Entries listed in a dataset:

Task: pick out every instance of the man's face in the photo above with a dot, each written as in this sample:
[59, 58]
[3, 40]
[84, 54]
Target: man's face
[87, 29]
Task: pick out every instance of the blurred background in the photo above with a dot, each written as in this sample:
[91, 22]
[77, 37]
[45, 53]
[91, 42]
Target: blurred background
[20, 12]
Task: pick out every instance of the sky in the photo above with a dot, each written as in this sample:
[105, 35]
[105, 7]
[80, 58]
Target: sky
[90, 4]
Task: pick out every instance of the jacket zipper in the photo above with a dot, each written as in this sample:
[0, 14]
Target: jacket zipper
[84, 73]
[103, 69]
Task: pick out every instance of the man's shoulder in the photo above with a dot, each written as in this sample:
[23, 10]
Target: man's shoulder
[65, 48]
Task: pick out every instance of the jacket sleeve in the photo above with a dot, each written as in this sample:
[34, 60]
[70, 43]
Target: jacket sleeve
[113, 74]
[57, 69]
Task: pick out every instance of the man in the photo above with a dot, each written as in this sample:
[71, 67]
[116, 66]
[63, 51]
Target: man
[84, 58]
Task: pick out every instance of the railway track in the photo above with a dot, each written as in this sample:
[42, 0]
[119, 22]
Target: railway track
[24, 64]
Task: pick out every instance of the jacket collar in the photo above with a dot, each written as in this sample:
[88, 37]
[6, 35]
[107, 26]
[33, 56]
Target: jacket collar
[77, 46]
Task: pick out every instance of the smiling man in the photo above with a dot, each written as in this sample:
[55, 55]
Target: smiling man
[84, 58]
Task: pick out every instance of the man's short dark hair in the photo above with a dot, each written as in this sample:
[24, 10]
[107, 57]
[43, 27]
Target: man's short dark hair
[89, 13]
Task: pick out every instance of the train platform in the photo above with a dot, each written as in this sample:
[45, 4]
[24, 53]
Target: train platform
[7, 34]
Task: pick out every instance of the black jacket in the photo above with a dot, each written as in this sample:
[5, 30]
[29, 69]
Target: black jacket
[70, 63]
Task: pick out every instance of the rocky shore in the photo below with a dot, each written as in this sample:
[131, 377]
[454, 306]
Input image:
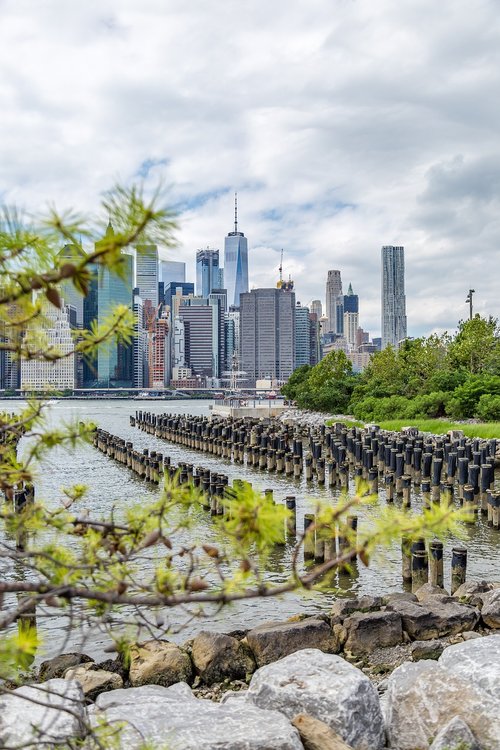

_Written exercise_:
Reproduce the part of the material that opens with the line containing "Task: pick out every instance of the smiling" and runs through the end, substituting "station platform" for "train platform" and changing nothing else. Omit the pictures from your answer.

_Response to the task_:
Task: pick out every instance of the smiling man in the photo above with a dot, each written as in this sample:
[55, 55]
Target: smiling man
[84, 58]
Task: pick out every instance of the man's short dark hair in the photo above with a dot, each written as in this sample:
[24, 10]
[107, 57]
[43, 27]
Target: man's short dark hair
[89, 13]
Task: pick out every instance of the station platform in the photo above with a dot, each written as in this sample:
[45, 4]
[24, 53]
Target: station platform
[7, 34]
Task: pick out every instance of the black jacket in the photo above with a dot, each written as in this sample:
[5, 30]
[29, 69]
Target: black jacket
[70, 63]
Task: pick out every instance of the rocky shore in the photo below with a dot, each written as in this sample:
[131, 377]
[454, 306]
Input image:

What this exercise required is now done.